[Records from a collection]
>> Begin

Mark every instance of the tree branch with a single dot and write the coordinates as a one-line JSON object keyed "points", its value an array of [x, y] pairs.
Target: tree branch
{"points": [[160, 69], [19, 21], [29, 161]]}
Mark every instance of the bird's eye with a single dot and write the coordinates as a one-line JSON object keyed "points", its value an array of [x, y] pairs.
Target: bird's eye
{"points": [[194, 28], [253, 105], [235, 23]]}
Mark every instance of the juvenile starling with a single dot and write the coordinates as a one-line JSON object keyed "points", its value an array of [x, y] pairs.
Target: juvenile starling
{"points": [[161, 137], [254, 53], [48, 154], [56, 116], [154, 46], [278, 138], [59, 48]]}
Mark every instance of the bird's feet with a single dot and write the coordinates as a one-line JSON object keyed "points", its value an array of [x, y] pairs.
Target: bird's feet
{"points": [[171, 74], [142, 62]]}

>> End

- Challenge:
Set out the part of the records that opens with the line containing "Mark every instance of the bird's feet" and runs through the end as a Markdown table, with a column "Row" for the row number and a column "Line" for the line itself. Leave out any blank lines.

- Answer for the task:
| Row | Line |
|---|---|
| 1 | Mark every instance of the bird's feet with a single dot and write the coordinates as a one-line JSON object keyed "points", its value an array of [x, y] pairs. |
| 2 | Target: bird's feet |
| 3 | {"points": [[171, 74], [142, 62]]} |